▶ [DESCRIPTION OF THE TASK] How many of the lines below contain the string "cloud"? Reply with the number alone.

Dataset excerpt:
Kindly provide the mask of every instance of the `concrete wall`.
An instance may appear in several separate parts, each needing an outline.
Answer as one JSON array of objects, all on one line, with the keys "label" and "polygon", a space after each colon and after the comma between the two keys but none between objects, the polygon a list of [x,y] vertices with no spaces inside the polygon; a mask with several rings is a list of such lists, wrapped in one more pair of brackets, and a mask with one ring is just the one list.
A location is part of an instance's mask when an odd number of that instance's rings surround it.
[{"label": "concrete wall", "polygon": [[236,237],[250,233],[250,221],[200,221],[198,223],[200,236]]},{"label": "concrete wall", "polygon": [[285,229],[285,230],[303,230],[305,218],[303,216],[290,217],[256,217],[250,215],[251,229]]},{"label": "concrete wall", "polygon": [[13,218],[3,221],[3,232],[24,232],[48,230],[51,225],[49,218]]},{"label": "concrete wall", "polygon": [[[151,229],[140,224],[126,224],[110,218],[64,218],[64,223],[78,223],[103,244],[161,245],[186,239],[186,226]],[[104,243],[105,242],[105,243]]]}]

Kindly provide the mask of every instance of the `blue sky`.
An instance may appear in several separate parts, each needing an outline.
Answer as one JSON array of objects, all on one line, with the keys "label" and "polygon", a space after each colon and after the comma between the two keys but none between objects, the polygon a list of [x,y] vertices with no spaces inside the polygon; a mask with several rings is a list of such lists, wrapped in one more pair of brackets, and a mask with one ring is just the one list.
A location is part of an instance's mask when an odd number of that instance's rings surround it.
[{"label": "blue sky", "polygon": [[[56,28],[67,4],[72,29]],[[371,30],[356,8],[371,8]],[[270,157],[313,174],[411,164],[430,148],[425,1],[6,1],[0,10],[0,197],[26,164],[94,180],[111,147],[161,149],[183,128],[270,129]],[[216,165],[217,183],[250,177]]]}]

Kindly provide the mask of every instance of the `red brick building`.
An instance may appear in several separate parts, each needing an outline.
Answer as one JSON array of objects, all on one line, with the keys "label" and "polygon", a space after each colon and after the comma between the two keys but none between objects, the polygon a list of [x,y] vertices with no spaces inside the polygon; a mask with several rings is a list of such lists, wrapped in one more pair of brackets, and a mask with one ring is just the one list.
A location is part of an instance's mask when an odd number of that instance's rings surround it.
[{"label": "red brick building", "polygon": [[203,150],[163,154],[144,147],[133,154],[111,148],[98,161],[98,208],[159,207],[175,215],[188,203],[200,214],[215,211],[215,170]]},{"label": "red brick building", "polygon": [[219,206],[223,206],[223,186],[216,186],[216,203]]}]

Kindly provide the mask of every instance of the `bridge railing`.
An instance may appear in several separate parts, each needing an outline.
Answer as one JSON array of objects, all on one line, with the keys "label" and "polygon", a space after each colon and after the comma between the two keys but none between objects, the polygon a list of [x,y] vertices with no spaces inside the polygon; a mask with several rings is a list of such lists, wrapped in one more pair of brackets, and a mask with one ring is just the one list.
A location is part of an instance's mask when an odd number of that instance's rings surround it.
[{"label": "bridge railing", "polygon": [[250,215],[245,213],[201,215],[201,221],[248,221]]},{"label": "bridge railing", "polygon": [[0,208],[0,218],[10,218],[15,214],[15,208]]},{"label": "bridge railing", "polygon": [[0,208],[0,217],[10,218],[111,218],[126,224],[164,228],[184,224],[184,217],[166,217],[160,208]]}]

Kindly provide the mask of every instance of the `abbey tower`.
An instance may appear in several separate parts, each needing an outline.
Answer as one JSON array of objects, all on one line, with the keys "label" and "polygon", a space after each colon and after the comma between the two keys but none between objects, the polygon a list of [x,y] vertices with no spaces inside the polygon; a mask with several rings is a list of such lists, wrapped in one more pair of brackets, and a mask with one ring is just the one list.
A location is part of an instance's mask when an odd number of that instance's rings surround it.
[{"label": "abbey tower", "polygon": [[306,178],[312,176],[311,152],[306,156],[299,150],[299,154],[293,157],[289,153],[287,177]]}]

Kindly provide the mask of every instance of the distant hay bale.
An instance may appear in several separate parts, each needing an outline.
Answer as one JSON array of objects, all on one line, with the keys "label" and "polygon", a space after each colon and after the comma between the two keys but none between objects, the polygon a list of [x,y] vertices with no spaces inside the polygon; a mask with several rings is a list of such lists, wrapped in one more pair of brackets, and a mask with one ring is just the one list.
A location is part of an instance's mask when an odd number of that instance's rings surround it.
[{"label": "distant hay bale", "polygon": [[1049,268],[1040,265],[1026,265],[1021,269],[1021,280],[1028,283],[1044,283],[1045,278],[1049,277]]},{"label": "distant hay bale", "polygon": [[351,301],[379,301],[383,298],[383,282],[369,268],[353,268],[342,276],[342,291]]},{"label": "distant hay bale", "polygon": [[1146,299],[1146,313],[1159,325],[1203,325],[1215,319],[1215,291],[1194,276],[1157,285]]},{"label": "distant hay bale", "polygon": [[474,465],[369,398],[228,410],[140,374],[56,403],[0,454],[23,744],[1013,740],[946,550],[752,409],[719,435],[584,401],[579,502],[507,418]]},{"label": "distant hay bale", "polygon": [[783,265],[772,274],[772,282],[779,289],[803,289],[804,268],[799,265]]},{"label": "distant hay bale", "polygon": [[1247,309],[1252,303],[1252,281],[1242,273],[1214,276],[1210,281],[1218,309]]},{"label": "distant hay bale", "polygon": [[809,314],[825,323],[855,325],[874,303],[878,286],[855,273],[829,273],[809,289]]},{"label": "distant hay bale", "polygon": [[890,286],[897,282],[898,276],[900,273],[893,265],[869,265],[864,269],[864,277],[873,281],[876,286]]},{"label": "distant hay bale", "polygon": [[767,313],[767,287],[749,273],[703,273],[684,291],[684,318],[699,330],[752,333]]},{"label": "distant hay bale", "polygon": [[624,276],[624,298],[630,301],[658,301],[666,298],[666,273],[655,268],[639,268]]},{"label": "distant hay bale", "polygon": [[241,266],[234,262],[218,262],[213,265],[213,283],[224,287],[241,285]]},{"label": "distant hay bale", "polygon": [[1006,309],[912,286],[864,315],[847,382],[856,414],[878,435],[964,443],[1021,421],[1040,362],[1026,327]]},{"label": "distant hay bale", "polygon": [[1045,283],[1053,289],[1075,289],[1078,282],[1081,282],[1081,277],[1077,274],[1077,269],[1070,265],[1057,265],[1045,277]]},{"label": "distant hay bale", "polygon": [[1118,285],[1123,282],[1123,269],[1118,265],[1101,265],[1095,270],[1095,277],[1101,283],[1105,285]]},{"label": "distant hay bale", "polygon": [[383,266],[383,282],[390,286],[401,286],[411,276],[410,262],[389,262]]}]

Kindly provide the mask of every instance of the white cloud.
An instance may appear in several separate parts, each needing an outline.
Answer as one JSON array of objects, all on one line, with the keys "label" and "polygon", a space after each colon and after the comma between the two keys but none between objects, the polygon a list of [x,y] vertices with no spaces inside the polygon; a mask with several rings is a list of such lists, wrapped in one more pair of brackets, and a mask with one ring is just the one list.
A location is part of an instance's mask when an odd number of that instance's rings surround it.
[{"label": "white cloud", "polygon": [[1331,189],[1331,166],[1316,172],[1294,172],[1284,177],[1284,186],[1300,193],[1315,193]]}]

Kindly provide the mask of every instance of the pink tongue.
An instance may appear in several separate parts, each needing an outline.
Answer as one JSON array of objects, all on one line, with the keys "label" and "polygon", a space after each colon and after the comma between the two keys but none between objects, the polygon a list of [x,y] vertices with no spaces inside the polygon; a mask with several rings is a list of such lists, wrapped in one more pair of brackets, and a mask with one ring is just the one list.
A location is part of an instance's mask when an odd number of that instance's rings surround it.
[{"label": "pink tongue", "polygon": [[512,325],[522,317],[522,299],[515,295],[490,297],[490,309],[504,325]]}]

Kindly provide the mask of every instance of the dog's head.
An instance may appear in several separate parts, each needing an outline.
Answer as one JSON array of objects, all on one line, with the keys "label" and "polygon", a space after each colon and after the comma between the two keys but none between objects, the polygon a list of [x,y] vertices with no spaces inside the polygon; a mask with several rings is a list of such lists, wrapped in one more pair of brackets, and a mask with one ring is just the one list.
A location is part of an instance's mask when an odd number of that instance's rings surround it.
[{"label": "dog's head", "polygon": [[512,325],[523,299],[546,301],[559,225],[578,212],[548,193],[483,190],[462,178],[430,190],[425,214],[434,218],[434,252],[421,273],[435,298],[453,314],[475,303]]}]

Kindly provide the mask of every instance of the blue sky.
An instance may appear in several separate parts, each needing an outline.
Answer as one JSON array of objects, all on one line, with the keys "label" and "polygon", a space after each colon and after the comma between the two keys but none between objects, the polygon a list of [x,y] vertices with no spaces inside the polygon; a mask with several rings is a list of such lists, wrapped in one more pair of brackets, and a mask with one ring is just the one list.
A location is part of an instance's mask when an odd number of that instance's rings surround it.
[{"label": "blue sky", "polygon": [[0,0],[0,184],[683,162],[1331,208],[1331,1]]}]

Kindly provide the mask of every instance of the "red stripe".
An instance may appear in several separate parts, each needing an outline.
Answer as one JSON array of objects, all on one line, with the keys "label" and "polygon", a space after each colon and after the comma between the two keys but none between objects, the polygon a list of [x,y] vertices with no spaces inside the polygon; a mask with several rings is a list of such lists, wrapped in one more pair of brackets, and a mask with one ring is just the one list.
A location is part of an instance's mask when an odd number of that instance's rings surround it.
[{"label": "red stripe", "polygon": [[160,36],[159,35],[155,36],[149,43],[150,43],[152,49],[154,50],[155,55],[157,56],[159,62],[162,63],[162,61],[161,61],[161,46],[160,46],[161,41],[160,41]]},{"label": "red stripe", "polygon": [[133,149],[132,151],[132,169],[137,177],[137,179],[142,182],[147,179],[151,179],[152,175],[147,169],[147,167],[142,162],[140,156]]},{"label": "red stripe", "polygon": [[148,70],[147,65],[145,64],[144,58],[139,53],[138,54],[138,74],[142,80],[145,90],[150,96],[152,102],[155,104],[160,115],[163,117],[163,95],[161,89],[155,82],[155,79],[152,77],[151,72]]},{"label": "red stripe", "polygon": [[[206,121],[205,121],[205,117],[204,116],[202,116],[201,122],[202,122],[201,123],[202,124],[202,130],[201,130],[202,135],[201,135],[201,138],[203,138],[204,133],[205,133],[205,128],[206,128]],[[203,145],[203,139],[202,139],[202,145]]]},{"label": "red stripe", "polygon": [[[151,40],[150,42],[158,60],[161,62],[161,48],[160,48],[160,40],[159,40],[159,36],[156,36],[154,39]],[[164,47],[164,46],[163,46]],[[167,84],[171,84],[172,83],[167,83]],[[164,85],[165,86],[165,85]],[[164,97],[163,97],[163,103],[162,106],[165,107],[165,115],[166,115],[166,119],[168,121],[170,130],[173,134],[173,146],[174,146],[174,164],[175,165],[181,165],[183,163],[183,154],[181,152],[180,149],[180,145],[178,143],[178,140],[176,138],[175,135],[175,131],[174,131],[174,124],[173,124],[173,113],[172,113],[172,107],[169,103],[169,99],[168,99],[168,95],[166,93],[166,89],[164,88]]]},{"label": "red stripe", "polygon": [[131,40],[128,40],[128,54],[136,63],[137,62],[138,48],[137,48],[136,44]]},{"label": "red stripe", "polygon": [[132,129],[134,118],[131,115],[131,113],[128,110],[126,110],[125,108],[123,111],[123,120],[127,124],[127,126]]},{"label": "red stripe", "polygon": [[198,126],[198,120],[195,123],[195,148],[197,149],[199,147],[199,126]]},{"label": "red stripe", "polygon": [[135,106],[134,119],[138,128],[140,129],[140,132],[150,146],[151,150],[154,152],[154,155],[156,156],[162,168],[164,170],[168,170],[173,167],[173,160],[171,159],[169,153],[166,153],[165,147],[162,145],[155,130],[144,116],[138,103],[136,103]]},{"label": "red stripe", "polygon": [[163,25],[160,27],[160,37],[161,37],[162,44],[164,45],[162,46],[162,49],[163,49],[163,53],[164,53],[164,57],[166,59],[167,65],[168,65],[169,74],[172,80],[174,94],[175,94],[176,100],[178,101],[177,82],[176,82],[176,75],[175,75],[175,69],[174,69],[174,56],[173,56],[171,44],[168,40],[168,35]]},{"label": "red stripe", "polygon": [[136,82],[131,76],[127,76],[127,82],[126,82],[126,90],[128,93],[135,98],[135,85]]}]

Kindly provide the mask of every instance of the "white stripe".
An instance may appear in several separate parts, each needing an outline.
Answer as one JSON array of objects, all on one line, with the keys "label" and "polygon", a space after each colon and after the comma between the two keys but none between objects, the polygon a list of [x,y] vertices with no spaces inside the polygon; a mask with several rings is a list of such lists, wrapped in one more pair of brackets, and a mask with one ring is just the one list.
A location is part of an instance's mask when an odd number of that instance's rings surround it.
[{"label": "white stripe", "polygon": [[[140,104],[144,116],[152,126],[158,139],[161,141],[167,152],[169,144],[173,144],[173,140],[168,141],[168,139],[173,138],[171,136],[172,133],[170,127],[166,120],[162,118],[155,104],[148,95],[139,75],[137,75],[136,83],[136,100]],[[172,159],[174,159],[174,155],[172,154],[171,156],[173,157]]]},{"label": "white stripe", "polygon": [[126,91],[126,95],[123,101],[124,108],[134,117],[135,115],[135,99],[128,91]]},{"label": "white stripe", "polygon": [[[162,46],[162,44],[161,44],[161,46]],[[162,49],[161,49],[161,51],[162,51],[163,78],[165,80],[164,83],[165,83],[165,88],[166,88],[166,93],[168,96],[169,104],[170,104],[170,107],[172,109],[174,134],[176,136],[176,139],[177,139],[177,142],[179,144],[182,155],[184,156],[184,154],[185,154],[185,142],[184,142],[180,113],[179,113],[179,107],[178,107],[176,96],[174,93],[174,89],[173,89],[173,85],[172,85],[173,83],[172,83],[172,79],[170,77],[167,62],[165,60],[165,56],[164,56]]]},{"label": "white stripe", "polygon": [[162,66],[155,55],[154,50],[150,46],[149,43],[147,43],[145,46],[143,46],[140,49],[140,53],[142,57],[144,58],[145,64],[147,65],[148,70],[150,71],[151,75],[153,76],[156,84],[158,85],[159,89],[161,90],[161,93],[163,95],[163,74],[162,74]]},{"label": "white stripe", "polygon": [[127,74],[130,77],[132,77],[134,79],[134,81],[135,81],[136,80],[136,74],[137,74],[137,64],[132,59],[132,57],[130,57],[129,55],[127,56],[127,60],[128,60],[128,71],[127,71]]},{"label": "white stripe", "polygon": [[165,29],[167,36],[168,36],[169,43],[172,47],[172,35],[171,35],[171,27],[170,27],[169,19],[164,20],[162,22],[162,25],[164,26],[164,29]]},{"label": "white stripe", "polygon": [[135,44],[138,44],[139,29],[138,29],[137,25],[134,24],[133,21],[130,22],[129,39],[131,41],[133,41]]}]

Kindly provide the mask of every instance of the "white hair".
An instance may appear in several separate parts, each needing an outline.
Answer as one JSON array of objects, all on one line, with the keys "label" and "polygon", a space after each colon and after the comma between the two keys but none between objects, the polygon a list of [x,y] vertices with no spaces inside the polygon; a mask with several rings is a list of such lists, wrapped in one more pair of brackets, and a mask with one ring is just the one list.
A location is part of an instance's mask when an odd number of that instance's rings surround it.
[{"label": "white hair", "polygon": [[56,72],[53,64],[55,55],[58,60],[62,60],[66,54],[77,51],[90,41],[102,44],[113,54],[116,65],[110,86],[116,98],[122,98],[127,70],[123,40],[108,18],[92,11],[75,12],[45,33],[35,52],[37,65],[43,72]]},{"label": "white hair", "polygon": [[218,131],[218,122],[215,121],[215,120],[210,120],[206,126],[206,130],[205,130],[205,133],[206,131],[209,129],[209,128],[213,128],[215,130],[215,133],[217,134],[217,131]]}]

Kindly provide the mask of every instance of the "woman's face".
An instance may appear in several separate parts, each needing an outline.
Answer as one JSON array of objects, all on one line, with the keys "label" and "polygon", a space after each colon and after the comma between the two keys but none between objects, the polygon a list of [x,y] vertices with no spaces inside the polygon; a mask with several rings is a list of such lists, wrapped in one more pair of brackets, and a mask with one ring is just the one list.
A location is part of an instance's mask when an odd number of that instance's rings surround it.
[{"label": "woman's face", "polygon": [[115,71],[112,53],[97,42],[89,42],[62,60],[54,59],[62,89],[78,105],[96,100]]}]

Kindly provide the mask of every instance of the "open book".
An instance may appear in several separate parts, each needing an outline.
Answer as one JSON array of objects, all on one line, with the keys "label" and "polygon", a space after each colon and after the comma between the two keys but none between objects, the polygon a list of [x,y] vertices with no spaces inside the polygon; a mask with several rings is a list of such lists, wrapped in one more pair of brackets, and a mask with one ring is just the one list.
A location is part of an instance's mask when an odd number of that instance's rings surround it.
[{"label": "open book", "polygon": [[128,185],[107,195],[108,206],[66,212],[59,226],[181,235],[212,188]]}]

▶ [EXPECTED ANSWER] 2